But there are some who know better. Only recently, a delegation of European church leaders visited Africa and knelt down before former president of Mozambique and said, “We repent for robbing Africans of their history and identity.”
When President Bingu wa Mutharika one day after a trip to Kigali emphasised that we must be the first to tell our story, it is the restoration of our dignity and identity that he speaks of. No African country can meaningfully develop without deepening its sense of identity, history, dignity and destiny.
European history is full of lies. Europe was not the first to discover that the earth goes round the sun. African mathematicians in the 15th Century knew about “the rotation of the planets, knew about details of the eclipse” almost 200 years before the European Galileo and Corpernicus were to arrive at the same mathematical calculations. Probably, Europeans had not started of thinking of it as a possibility at all. Well, Galileo was almost hanged for his “sins” of discovery by the Catholic Church, then.
When Achebe sets out to tell the story of Africa in Things Fall Apart, he is doing exactly what Mutharika is asking Malawians to do. That novel is our true cultural representation that opposes the story of Europe about us. The culture of Things Fall Apart has its serious weaknesses and questions without easy answers.
Yet, those people in that novel value the sanctity of human life so that even a kinsman who commits suicide as Okonkwo does becomes a thing most loathed. They do fight what they call “the war of blame”, fighting for the sake of it – contrary to the thought that Africans were blood-thirst warmongers before colonialism. They love and value peace for they can dedicate an entire Week of Peace for this reason. When Okonkwo breaks this value and beats his own wife, he is punished for it.
Above all, Africans have been a people of every measure of human dignity, says Achebe in Things Fall Apart. These people did not hear of a civilised culture with the coming of the White man, they were not mindless – adds Achebe elsewhere but they had “flourishing industries – civilised to the marrow” as Robin Walker writes in his When We Ruled. As late as 1400, the people of Zimbabwe, South Africa, Mozambique and Malawi were trading with Far East, and as far as China. We could brave and sail the high and far seas.
Indeed, “Without the help an anonymous East African sailor,” reports Stephen Williams, “it is doubtful that Vasco da Gama, the Portuguese explorer, would have succeeded in ‘discovering’ India.” We knew India before the earliest of their explorers claimed to have discovered it. Even when the Portuguese Francisco Alvarez came to Ethiopia to convert them to Christianity in the 1520s, he found only found the Ethiopian city of Lalibela which already had 11 underground Christian churches. There was nobody to convert to Roman Catholicism, and wondering whether the doubting Thomas of Portugal would believe it, this missionary wrote: “I swear by God, in whose power I am, that all that is written is the truth.”

──────────────────────────────

◆ Exercise description
Rewrite the essay on African history, starting with "Yet, those people" and going on through "punished for it.", replacing "Week of Peace" with "Peace Week". The lines that follow are separate material and are unrelated to the essay above.

[Photo-based point labeling data]
──────────────────────────────

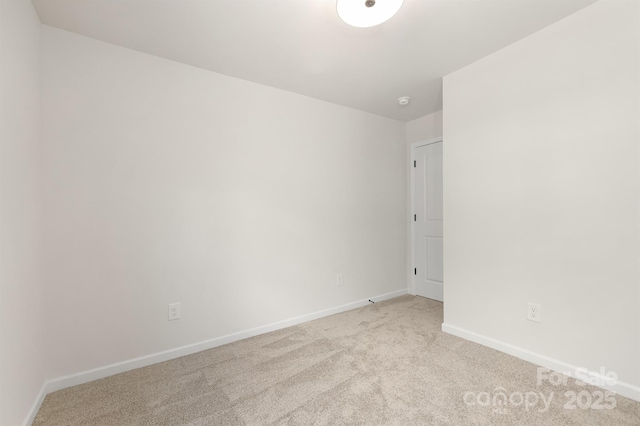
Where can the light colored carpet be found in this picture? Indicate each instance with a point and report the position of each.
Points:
(384, 364)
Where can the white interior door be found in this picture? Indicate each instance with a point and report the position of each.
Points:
(427, 238)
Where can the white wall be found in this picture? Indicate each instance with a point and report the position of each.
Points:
(22, 365)
(541, 192)
(426, 127)
(167, 183)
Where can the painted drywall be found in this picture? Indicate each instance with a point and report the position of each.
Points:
(424, 128)
(421, 129)
(541, 184)
(167, 183)
(22, 354)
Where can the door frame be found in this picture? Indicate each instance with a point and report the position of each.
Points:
(414, 146)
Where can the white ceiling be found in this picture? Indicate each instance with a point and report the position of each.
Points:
(302, 46)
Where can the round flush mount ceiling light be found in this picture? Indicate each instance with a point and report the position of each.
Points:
(367, 13)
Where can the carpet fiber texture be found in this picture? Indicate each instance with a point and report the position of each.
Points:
(384, 364)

──────────────────────────────

◆ Result
Yet, those people in that novel value the sanctity of human life so that even a kinsman who commits suicide as Okonkwo does becomes a thing most loathed. They do fight what they call “the war of blame”, fighting for the sake of it – contrary to the thought that Africans were blood-thirst warmongers before colonialism. They love and value peace for they can dedicate an entire Peace Week for this reason. When Okonkwo breaks this value and beats his own wife, he is punished for it.